GIVEN DATA:
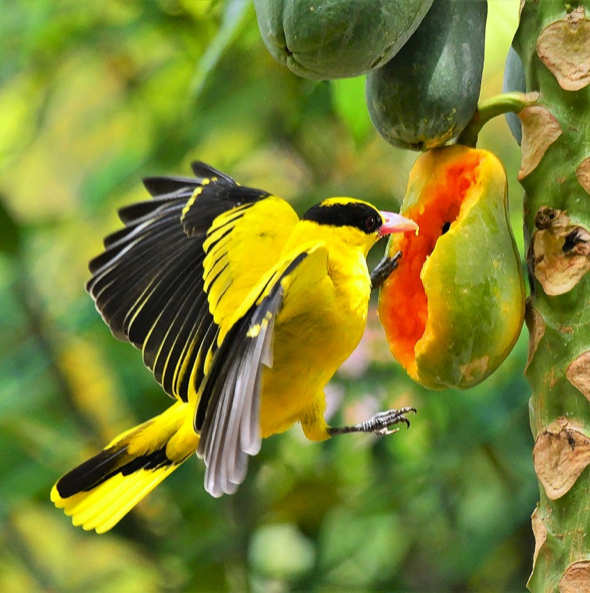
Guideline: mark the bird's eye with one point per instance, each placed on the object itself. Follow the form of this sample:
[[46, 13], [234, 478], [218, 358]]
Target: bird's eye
[[371, 223]]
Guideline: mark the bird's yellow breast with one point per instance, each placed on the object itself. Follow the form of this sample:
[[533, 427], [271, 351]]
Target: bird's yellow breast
[[319, 326]]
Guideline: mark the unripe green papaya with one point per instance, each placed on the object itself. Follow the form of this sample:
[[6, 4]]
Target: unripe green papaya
[[454, 307], [514, 81], [326, 39], [428, 92]]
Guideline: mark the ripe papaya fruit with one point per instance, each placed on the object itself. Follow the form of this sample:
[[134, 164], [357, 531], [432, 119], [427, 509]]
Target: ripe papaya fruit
[[514, 81], [326, 39], [428, 92], [454, 308]]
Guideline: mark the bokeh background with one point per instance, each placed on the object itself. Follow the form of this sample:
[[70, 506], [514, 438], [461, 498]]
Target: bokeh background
[[93, 96]]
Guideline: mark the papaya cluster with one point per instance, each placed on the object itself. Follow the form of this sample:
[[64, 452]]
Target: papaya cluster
[[423, 58], [454, 308]]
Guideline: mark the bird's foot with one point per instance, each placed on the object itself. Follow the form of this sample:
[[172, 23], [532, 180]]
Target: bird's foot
[[378, 424], [383, 269]]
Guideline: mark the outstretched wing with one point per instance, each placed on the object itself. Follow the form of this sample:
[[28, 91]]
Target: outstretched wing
[[151, 286], [227, 416]]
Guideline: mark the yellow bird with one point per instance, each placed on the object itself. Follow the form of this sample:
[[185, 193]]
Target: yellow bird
[[243, 312]]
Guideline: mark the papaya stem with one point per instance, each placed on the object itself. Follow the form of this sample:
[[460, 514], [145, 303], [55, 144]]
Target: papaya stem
[[492, 107]]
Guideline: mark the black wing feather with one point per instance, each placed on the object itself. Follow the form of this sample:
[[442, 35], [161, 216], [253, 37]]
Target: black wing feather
[[227, 417], [148, 283]]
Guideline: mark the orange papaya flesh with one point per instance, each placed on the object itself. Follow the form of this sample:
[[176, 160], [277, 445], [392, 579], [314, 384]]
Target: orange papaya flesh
[[454, 307]]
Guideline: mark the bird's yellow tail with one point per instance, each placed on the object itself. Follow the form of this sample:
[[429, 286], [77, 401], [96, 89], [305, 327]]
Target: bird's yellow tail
[[101, 491]]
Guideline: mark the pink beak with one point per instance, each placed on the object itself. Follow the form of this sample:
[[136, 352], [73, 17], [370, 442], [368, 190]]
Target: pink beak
[[395, 223]]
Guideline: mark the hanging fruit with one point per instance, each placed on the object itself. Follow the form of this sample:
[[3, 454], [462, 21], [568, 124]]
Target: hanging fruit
[[428, 92], [327, 39], [454, 308]]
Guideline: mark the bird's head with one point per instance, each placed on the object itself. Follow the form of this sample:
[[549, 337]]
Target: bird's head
[[357, 223]]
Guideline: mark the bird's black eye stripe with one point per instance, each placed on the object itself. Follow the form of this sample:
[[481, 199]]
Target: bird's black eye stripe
[[354, 214], [371, 223]]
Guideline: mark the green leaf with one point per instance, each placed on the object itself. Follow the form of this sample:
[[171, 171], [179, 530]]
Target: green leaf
[[349, 103], [235, 14], [9, 231]]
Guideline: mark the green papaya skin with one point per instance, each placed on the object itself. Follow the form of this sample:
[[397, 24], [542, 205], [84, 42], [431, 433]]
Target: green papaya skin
[[328, 39], [426, 95], [514, 81]]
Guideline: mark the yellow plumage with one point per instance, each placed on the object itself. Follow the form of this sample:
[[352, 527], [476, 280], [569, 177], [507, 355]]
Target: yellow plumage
[[243, 313]]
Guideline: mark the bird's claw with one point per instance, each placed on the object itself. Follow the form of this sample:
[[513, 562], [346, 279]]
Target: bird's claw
[[383, 270], [379, 424]]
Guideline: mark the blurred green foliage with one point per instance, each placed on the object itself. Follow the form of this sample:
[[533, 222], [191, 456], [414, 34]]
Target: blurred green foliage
[[95, 95]]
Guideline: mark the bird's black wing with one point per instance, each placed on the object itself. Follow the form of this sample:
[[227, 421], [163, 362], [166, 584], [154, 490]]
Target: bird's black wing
[[148, 283]]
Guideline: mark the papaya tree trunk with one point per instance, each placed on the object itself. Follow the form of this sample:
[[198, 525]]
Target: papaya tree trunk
[[553, 41]]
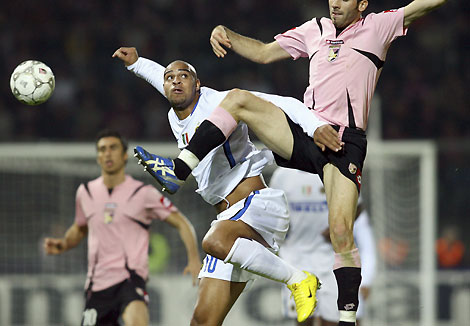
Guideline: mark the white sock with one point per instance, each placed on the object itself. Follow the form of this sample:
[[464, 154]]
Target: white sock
[[189, 158], [252, 256]]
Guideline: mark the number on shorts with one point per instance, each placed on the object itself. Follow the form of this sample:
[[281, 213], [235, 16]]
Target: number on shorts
[[89, 317], [210, 264]]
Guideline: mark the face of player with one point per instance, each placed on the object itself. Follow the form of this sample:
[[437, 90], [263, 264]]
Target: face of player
[[181, 86], [110, 155], [346, 12]]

WORK ORDER: Pictures aside, repeat every entry exactly as written.

EXERCISE RESULT:
Guideline: mark the bird's eye with one point per instance, each placed on the object itself. Follow the form of this sample:
[[46, 13], [234, 478], [218, 358]]
Target: bird's eye
[[371, 223]]
Guideline: mark the bird's yellow breast with one point per instance, each placed on the object itself. Follow the form of this sample:
[[533, 427], [271, 351]]
Target: bird's yellow breast
[[319, 326]]
Guideline: mark the unripe green papaya with one point per instance, each placed on the object itself. Follow the form of this sample:
[[6, 4]]
Target: unripe green papaya
[[454, 307], [514, 81], [326, 39], [428, 92]]
Guideline: mark the ripe papaya fruit with one point per instance, each placed on the object itself. Follow the form of this sample:
[[134, 164], [357, 531], [432, 119], [427, 509]]
Target: ripe papaya fruit
[[514, 81], [326, 39], [428, 92], [454, 308]]
Guideline: mark the bokeh background with one point per instance, each placed on the object itself. Follow the form of this sample:
[[70, 506], [514, 438], [461, 498]]
Target: bokeh background
[[93, 96]]
Guideline: mark the papaya cluster with one point per instance, each placed on the object itself. Follow the form of this sample:
[[64, 452]]
Target: papaya cluster
[[423, 58], [454, 308]]
Guideline: mark the bird's foot with one point per instance, each placed on the object itself. Follow the form of this sample:
[[172, 23], [532, 180]]
Target: bird's foot
[[378, 424], [383, 269]]
Guideline: mark the outstretched wing with one point per instance, each placed on the object itself. Follow the form of this sample:
[[28, 91]]
Target: outstretched wing
[[151, 286], [227, 416]]
Guideline: mark the yellow bird with one point per instance, each placed on the object itself. Follow the form of this sample:
[[185, 193]]
Target: yellow bird
[[243, 312]]
Guideline: mark the papaya stem with one point per instance, each placed on the object itself. Follow the form of this sample:
[[460, 514], [145, 303], [55, 144]]
Target: papaya stem
[[492, 107]]
Guideline: mark the black wing feather with one point per instance, each placed on the object itself. Follow the form of this sample:
[[442, 35], [161, 216], [253, 37]]
Target: black wing feather
[[227, 417], [148, 283]]
Guideline: mark the orange papaya flesh with one point per instance, each placed on the object itself. Follow the form of this sample:
[[176, 160], [277, 445], [392, 579], [314, 384]]
Target: orange papaya flesh
[[454, 307]]
Guideline: mark the bird's yellow tail with one point per instance, each placed on the object itself. Follow the form of this sample:
[[429, 286], [77, 401], [96, 89], [305, 327]]
Target: bird's yellow tail
[[101, 491]]
Guideline: mark the pink beak with one point per instance, each placed on the object itself. Follow the form of this sample:
[[136, 352], [73, 17], [370, 442], [368, 190]]
Target: pink beak
[[395, 223]]
Guideline: mark the hanging fruit with one point per instance, each placed on the object itself. Follow the form of this sample:
[[3, 454], [462, 21], [568, 124]]
Target: hanging fruit
[[428, 92], [327, 39], [454, 308]]
Guideline: mark the bird's head with one point per instance, each placed on the object itself. Follow the form of this sample:
[[549, 337]]
Target: bird's head
[[357, 223]]
Guideline: mark the bird's black eye stripe with one point per instance, each placed on the object itself. Follow the form of this sample:
[[481, 199]]
Target: bird's black eye stripe
[[354, 214], [371, 223]]
Guideline: mark the green leaf with one point per instance, each placed on the object itself. Follow the form of this sample:
[[171, 171], [179, 530]]
Target: green leaf
[[349, 103], [235, 14], [9, 231]]
Guideline: mark the green papaya skin with one point per instance, each placed on the object itself. Follow the form of this sample:
[[397, 24], [542, 205], [84, 42], [431, 433]]
Target: green papaya skin
[[328, 39], [426, 95], [514, 81]]
Guideline: mark the yellow plumage with one point per instance, each placed on the object itself. Follow the form of this sample:
[[352, 527], [476, 280], [569, 177], [507, 355]]
Target: yellow plumage
[[243, 313]]
Guideline: mark the bird's claw with one point per instance, each placed on the object itself. Follow the form of this sample:
[[513, 562], [346, 279]]
Target: bird's claw
[[383, 270], [379, 424]]
Guideline: mark the blurred green foliage with one point per instance, each placed on the object itself. Follow the form of this sample:
[[533, 222], [191, 456], [414, 34]]
Target: blurred green foliage
[[95, 95]]
Guideline: mark the bird's black wing with one point per instance, each placed on the object itself. Follow the form of this sample:
[[227, 421], [163, 362], [166, 584], [154, 490]]
Target: bird's black wing
[[148, 283]]
Guideline: mark the papaya tree trunk with one point per instance, each placed on the object itself. Follow the form of this sample:
[[198, 525]]
Target: papaya tree trunk
[[553, 41]]
Guideline: mark the white sock with one point per instance, each placed on the object itself. Follow the form of this sample:
[[464, 154]]
Target: white sock
[[189, 158], [252, 256]]
Guideline: mark the number on shorts with one point per instance, each placed on the object itself. Follow the form of this sample:
[[281, 213], [235, 16]]
Target: number on shorts
[[89, 317], [210, 264]]
Guideline: mark the face of player with one point per instance, each placed on the object itself. Follow the form of this sample:
[[437, 90], [263, 264]]
Target: face of player
[[181, 86], [110, 155], [346, 12]]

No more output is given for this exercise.